------ Raw data ------

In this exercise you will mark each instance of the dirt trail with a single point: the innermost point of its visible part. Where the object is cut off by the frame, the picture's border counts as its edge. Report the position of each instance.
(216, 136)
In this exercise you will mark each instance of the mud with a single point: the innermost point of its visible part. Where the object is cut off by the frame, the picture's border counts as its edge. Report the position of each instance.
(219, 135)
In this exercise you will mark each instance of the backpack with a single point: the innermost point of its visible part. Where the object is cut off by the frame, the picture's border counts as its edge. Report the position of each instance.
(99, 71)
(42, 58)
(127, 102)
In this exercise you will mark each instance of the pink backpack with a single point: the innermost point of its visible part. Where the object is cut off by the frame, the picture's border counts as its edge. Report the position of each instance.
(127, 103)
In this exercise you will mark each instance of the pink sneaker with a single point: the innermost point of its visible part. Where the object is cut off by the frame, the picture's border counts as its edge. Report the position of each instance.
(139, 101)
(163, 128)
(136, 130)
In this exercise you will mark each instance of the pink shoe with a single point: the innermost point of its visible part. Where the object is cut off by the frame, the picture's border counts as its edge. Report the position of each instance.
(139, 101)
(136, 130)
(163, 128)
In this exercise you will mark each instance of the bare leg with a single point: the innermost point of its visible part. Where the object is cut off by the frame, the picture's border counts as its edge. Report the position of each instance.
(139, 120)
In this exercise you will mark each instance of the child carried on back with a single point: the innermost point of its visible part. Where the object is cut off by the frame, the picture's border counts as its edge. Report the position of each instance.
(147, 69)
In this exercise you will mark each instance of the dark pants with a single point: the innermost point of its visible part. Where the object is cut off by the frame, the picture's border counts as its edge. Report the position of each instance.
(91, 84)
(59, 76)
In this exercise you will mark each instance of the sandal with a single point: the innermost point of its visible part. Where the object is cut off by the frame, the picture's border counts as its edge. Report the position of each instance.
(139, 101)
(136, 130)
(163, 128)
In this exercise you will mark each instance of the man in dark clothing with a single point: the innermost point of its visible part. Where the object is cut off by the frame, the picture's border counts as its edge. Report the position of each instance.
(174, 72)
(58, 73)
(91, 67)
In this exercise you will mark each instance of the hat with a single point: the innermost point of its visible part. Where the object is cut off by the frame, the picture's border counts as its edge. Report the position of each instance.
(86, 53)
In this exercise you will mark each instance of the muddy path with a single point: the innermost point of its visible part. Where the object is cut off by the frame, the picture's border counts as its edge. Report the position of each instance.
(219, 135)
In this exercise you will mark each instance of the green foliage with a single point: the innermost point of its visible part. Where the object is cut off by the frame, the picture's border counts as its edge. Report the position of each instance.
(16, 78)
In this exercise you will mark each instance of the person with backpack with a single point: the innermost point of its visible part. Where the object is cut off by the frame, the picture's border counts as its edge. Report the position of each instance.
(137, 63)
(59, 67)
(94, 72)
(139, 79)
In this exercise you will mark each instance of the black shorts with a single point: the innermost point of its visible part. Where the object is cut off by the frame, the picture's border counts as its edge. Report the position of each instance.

------

Assigned task:
Reproduce each record exactly as it appears.

Completed task:
In this exercise you will mark each instance of the dirt trail with a single point: the innermost point of its visible part. Where the object is cut off by the frame, the picture's border counts as its edge. Report the position of each instance.
(216, 136)
In this exercise you will mark each instance of the mud with a single point: the innermost point of its visible part. Where the object is cut off by the frame, the picture's border counts as its edge. Report the position of each instance.
(219, 135)
In this exercise you will mark each instance of the backpack with a single point: the innermost point of its visible part. Where the object is cut off by the frame, the picture's border counts as its edge. Report the position of each instance.
(99, 71)
(42, 58)
(127, 102)
In this exercise you will mark each instance of the pink backpack with a single point: the innermost point of its visible part. Where the object is cut off by the frame, the picture's border counts as its edge. Report the position of each instance.
(127, 103)
In this exercise you will mark each instance of the pink sneaker with a single point: the innermost point of its visible part. Where the object is cut off by the frame, the picture's border counts as its edge. Report the position of each instance.
(139, 101)
(163, 128)
(136, 130)
In this exercise you will mark each instance of the pink shoe with a single point: the innermost point of its visible part. Where the object is cut off by the frame, the picture's border counts as its edge. Report the position of each instance.
(139, 101)
(136, 130)
(163, 128)
In this exercise you will mark each instance of the bare leg with a single point: the innermost point of its visible part. Where the object is cut off by the frame, the picture's border counts as its edge. Report the position of each instance.
(139, 120)
In this exercise you will mark each instance of the child carried on back with a single point: the innermost point of its visible part. Where the object is cut off by the frame, the picture's border counts as its edge. Report the position of each instance.
(147, 69)
In this exercise you will mark each instance of the dark pants with a single point: the innermost point of its visible part. Where the object is cut off by the frame, the picture's border counts as its edge. Report the position of each instance.
(91, 84)
(59, 76)
In this exercise you will mark each instance of the sandal with a single point: the innermost point of its visible part. Where the object is cut off by the frame, the picture's border counts as its edge. Report the position of each instance.
(139, 101)
(136, 130)
(163, 128)
In this exercise you will mark each instance of the man in dark clothing with a single point: the innermost point of its visible part. Where the object is cut off by the frame, the picture's border counts as its edge. Report the position of each instance.
(174, 72)
(58, 73)
(91, 67)
In this exercise you will mark each instance of the hat with a single point: the innermost point of its visible part. Where the object is cut off by the frame, the picture's border counts as its edge. Report the position of each instance.
(86, 53)
In this exercise you will mark each instance of the muddy path with a single point: the innermost point of its visible part. Where the object is cut off by the frame, the picture's border counts as its edge. Report the position of each instance.
(219, 135)
In this exercise you will mark each instance of the green foliage with a single point: the innermost point of its visible part. Where the object is cut off by the frame, the picture's border counts as its edge. Report the position of each instance.
(16, 78)
In this exercise you will mark each instance of the person with backpack with a single point: the innermost point of its visible part. Where the object is cut off by the frame, the picture's border counts as its edge. Report the position of each instance.
(137, 63)
(59, 67)
(94, 72)
(139, 79)
In this exercise you will mark each instance of the black shorts with a single point: the innermost point of its visible part. Where the object is cut off by the frame, the picture's border counts as its edge. Report the position of each instance.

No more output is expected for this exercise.